— Supplied data —
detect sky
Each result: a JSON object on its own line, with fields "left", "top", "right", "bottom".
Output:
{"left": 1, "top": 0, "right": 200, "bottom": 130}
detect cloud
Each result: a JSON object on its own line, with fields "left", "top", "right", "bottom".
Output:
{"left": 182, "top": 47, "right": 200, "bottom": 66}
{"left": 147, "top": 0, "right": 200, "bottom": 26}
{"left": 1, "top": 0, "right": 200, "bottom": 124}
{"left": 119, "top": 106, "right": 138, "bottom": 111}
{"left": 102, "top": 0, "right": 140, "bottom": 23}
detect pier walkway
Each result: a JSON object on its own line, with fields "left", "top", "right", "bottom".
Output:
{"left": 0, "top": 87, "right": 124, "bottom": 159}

— Instructions to follow —
An exact copy of every line above is needed.

— Final answer —
detect sky
Each result: a JSON object on its own line, with fields "left", "top", "right", "bottom".
Output:
{"left": 1, "top": 0, "right": 200, "bottom": 130}
detect cloud
Each result: a JSON object on its own line, with fields "left", "top", "right", "bottom".
Output:
{"left": 182, "top": 47, "right": 200, "bottom": 66}
{"left": 147, "top": 0, "right": 200, "bottom": 26}
{"left": 1, "top": 0, "right": 200, "bottom": 124}
{"left": 119, "top": 106, "right": 138, "bottom": 111}
{"left": 102, "top": 0, "right": 140, "bottom": 23}
detect pier walkway
Each result: a JSON object on its own line, with fields "left", "top", "right", "bottom".
Output:
{"left": 0, "top": 87, "right": 124, "bottom": 159}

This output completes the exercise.